**READING PASSAGE:**
+===+

So there's some you can trade. There's some you can't. I mean, at least did you play out the cards you could play and did you play the game to the best of your ability?

If the answer is yes, then they have this thing called ego integrity. They fully know who they are and they're comfortable in their own skin. What a wonderful thing. You actually can even see this person almost hold themselves with a great degree of pride. I'm going to tell you, if you've got that.

a person in your life that is 70 plus and they can answer the question, have I lived a good life with a yes, you need to be sitting at their feet, sitting beside them, listening and hanging on every word they say because they have more wisdom than you'll ever get from a college class. Now, one of the sad things in many cultures and in our culture, we often think, oh my, it's time for them just to head to Golden Corral and stay off the highway. But really, in most cultures, they're actually appreciated and looked at as wise people, as sages, as elders.

that should be treated with honor and respect. I hope you would do the same and learn from them. So this stage, again, they're still investing in life.

And for as many, they'll live their golden years. If they have their health and some money, they may actually retire and go do some things and really enjoy that. It might actually surprise you to know that this stage, for the most part, they're not that concerned about death.

+===+

**COLLECTED DATA:**
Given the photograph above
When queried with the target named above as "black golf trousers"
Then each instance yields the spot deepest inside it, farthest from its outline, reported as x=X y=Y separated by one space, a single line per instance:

+===+

**INSTRUCTION:** In the passage on later life, what is the name for the state of a person who answers yes to having played the game to the best of their ability?

**TASK RESPONSE:** Ego integrity.